# What this task involves:
Select every line of the rows that contains the word "rear" and copy each one out.

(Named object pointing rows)

=-=-=-=-=

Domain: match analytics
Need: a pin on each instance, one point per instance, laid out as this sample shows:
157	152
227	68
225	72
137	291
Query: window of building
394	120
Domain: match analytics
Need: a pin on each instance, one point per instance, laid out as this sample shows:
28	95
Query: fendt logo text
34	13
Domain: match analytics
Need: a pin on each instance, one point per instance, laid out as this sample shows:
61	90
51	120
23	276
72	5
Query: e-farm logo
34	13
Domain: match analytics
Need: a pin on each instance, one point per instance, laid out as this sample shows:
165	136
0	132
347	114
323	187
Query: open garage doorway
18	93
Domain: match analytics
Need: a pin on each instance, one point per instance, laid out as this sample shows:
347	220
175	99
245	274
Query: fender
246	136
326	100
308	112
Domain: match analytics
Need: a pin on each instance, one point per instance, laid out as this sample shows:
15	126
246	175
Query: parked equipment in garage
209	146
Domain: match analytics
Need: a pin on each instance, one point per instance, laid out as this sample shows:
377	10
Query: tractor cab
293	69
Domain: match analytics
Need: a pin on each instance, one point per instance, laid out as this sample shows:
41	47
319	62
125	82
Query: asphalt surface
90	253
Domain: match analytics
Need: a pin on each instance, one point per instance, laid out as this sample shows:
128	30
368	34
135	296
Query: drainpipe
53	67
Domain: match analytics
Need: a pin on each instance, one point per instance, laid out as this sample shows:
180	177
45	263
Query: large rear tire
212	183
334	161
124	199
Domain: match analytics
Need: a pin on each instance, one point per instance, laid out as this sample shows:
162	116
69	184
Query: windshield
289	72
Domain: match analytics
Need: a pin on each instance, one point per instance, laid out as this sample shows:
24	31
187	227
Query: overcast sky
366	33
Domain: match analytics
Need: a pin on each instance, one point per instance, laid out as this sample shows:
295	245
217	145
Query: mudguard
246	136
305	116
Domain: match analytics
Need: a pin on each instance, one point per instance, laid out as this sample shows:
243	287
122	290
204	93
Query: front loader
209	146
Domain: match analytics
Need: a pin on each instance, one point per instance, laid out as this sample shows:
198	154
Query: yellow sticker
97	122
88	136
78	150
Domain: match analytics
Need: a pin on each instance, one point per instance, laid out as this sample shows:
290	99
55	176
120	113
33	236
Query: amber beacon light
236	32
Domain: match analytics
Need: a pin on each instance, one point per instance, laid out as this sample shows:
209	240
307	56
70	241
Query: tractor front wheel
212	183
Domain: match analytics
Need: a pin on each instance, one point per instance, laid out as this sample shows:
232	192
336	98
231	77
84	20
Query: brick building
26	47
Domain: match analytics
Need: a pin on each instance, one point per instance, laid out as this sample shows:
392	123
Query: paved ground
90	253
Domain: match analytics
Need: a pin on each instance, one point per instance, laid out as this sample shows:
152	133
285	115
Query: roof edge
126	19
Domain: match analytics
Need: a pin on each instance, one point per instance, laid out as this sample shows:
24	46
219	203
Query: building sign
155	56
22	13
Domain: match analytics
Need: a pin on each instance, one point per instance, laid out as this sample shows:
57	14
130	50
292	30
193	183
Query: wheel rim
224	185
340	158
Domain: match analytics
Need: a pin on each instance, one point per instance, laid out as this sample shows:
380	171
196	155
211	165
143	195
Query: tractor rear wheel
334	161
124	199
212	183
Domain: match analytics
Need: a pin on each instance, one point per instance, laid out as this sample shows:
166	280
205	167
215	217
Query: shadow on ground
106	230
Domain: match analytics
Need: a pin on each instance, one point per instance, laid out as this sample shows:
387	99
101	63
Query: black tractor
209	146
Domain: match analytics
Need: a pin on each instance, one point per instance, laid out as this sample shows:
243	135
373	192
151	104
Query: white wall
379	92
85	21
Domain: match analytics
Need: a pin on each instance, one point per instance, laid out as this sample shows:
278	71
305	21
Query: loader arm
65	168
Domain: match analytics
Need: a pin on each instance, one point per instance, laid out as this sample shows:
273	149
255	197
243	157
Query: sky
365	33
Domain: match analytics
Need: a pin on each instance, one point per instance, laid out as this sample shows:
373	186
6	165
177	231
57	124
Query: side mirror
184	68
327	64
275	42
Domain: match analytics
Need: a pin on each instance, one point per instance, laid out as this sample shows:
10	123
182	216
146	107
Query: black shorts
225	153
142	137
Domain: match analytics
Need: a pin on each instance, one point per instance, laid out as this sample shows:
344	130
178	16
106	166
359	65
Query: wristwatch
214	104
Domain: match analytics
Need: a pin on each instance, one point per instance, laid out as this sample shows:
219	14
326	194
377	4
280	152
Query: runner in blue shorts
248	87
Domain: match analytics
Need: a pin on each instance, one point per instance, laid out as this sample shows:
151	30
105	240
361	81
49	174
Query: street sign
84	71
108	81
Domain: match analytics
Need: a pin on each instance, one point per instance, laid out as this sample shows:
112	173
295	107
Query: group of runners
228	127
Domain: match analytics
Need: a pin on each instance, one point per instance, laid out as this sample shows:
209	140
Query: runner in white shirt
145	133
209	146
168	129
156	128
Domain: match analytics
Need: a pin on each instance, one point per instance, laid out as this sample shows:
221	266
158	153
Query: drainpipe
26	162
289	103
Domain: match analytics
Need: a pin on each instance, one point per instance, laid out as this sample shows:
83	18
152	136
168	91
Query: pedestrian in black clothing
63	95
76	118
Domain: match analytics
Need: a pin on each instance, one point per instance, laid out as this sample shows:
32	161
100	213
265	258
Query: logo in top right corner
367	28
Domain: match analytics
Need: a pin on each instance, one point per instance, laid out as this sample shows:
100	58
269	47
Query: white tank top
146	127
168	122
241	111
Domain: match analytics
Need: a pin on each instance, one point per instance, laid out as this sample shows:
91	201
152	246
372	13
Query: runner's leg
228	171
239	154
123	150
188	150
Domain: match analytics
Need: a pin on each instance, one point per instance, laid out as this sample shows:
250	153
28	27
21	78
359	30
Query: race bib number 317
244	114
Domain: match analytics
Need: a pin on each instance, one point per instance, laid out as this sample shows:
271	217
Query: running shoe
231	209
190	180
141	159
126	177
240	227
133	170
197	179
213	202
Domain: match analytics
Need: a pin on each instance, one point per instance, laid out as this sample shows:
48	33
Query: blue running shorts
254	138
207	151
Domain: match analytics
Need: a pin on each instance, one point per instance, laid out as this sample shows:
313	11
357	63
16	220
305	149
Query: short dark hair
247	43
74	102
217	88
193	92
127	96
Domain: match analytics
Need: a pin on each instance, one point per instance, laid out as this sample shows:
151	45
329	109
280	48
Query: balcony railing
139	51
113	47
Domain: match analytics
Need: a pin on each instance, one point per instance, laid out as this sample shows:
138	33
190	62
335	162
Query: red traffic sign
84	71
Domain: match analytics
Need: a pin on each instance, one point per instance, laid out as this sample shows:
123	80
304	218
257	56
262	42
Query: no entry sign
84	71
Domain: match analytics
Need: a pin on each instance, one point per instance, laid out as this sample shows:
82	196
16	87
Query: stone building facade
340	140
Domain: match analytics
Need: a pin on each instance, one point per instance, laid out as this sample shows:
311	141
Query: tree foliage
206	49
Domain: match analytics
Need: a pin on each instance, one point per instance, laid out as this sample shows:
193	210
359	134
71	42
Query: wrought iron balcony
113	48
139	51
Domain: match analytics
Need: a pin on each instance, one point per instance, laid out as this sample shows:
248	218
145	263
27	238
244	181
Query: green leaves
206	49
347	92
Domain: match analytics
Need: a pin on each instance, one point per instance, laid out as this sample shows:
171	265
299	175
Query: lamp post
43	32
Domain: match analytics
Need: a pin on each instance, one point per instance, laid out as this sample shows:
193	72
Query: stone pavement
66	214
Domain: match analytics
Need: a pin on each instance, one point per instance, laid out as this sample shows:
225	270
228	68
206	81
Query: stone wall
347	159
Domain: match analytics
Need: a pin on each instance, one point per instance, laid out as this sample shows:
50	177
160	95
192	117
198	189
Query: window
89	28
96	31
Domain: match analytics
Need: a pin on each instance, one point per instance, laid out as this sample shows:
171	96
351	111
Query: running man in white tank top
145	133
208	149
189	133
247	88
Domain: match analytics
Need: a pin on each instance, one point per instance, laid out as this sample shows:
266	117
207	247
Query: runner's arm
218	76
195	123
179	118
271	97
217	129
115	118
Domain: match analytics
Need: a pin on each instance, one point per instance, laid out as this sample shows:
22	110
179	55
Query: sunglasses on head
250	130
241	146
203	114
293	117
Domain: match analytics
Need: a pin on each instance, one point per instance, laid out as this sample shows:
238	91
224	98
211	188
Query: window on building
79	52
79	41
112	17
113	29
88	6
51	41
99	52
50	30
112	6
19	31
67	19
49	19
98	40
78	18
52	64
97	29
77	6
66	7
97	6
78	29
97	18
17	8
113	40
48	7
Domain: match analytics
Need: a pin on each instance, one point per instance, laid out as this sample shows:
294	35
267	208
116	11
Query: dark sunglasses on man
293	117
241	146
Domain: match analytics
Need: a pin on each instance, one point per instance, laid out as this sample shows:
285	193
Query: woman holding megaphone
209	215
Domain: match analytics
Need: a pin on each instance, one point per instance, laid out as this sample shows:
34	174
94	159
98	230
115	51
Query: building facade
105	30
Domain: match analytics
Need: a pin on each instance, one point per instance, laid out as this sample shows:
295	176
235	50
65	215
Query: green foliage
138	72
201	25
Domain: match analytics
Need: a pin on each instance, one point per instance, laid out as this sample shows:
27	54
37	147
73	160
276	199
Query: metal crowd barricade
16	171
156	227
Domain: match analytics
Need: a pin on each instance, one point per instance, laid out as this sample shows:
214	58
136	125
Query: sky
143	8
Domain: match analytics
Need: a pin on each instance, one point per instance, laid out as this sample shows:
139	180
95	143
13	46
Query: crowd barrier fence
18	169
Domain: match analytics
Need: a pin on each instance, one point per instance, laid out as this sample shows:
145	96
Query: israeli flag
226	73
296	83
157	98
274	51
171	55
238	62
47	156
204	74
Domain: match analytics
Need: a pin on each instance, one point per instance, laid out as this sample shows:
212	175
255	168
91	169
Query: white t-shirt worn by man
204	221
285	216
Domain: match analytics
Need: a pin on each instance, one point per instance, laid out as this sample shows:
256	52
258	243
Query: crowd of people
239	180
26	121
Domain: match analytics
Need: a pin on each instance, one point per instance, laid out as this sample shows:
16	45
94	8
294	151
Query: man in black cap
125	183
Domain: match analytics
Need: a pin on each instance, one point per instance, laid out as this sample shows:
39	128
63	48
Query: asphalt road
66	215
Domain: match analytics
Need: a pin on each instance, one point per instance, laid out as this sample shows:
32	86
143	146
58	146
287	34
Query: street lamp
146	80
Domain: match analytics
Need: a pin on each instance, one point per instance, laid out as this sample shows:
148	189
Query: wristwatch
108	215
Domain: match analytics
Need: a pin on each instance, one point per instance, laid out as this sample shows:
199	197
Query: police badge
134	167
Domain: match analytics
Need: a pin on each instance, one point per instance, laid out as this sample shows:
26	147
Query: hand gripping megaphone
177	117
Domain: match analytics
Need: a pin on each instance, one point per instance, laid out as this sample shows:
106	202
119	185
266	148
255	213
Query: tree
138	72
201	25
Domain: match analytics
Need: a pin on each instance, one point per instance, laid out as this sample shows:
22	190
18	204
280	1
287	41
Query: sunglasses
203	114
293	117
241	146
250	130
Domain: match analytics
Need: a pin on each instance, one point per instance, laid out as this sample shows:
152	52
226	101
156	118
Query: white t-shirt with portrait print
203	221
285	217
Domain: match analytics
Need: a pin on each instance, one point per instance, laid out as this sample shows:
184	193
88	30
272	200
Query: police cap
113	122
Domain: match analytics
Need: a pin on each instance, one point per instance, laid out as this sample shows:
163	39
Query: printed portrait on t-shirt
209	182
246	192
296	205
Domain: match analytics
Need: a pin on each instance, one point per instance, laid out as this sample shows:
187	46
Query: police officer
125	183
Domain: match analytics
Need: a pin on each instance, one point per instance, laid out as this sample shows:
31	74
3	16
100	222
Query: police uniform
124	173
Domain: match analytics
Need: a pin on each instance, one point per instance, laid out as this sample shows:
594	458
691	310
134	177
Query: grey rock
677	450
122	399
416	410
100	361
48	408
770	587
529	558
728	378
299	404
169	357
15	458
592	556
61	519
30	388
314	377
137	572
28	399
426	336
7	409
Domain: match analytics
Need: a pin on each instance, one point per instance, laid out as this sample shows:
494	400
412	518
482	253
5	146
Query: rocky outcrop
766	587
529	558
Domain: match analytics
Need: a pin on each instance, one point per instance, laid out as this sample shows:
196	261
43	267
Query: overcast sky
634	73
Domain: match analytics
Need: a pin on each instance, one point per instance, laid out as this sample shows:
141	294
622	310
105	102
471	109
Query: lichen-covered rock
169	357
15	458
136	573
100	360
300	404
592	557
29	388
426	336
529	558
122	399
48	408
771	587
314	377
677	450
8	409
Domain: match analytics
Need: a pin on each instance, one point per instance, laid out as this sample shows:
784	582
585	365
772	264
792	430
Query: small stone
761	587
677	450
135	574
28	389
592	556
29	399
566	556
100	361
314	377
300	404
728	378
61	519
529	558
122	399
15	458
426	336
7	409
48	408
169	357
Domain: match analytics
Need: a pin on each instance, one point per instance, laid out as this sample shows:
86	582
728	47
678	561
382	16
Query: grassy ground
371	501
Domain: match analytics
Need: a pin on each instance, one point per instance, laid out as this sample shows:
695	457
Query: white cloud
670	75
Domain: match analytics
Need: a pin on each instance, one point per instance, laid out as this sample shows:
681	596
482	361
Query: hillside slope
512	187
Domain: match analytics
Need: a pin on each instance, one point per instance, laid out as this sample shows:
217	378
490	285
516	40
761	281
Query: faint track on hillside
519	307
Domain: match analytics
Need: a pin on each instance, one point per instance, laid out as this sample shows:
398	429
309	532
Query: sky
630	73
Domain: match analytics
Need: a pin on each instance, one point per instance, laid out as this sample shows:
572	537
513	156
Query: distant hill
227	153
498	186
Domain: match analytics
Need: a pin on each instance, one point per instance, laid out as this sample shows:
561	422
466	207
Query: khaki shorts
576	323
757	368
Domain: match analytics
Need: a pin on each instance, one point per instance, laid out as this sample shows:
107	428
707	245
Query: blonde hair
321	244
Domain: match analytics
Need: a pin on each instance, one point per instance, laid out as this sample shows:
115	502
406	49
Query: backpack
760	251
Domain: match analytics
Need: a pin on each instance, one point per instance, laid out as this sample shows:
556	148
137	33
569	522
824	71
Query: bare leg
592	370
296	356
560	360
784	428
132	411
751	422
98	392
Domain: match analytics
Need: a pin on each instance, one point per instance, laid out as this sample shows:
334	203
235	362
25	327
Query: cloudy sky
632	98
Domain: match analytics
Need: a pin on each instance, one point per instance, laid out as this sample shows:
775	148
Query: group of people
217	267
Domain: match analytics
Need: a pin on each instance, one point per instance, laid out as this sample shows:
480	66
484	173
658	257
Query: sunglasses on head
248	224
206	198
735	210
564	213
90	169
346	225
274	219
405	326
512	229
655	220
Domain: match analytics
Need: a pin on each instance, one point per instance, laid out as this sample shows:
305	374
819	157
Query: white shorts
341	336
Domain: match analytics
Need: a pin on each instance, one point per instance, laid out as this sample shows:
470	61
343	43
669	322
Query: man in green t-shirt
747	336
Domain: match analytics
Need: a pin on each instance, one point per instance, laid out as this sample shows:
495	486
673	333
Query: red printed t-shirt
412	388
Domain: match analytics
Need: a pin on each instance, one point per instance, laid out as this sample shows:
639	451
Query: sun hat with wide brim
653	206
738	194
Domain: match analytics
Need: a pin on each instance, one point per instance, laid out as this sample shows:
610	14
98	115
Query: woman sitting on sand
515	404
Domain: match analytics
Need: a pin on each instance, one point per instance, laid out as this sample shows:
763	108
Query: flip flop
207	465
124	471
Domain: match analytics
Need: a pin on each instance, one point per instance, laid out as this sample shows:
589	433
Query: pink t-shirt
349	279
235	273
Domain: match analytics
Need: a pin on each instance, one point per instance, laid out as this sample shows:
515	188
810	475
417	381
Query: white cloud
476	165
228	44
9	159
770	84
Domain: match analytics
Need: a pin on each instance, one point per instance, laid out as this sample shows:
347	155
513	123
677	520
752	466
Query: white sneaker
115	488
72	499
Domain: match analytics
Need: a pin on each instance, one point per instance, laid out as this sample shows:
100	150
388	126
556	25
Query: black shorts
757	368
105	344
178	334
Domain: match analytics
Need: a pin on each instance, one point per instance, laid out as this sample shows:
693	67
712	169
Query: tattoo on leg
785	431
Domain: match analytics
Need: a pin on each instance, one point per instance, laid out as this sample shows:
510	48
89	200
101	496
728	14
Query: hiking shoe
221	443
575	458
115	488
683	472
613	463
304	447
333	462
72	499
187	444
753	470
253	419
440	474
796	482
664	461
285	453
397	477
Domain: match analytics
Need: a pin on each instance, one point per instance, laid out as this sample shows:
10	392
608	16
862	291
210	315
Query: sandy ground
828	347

=-=-=-=-=

# Answer for the task:
Query: large rear tire
Query: tractor rear wheel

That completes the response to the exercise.